SHORT PROBLEM: Write each line word for word, from the line that contains "[tag] anchored sailboat: a pin per instance" through the last line of the material below.

^^^^

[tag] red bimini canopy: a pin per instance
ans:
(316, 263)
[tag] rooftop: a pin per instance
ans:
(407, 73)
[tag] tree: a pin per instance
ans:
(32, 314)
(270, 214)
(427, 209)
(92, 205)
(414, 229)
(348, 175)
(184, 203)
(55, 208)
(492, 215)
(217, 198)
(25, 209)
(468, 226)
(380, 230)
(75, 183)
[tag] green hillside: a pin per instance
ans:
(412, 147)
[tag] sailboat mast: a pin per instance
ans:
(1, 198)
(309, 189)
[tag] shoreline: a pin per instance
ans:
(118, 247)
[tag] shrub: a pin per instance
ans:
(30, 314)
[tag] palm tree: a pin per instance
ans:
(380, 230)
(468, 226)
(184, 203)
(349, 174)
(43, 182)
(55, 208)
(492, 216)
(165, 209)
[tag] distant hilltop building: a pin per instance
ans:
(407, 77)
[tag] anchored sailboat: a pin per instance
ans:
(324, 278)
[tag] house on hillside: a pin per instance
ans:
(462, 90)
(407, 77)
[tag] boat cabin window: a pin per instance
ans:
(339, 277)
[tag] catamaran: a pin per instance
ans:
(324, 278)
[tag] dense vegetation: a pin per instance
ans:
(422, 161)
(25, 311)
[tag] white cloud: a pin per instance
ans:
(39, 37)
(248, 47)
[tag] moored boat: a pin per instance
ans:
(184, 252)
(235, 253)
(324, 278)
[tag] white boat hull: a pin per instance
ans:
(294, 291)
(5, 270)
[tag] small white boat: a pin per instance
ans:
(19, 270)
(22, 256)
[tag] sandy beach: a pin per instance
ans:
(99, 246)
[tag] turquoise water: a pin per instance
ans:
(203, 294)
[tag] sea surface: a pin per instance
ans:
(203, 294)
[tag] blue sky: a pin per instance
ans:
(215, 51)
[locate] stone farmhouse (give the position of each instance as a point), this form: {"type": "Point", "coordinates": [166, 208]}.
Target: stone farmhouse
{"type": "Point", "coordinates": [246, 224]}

^^^^

EXPECTED ANSWER:
[tag] anchored sailboat: a pin per instance
ans:
(324, 278)
[tag] house on hillside: a pin per instance
ans:
(462, 90)
(407, 77)
[tag] boat cabin window: a pin per instance
ans:
(339, 277)
[tag] catamaran: a pin per instance
ans:
(324, 278)
[tag] dense vegetation: a pin per instance
ans:
(422, 161)
(25, 311)
[tag] white cloud: a pin per instance
ans:
(39, 37)
(248, 47)
[tag] moored boat: a pin per instance
ans:
(184, 252)
(235, 253)
(324, 278)
[tag] white boat hull: a pin per instance
ans:
(294, 291)
(5, 270)
[tag] small white boat: a pin per instance
ans:
(19, 270)
(22, 256)
[tag] sandy beach: a pin per instance
ans:
(99, 246)
[tag] turquoise water: a pin per instance
ans:
(203, 294)
[tag] sea surface: a pin per instance
ans:
(203, 294)
[tag] blue sky: a pin per instance
ans:
(215, 51)
[locate] stone farmhouse (give the position of each instance as a point), this form: {"type": "Point", "coordinates": [166, 208]}.
Target: stone farmhouse
{"type": "Point", "coordinates": [246, 224]}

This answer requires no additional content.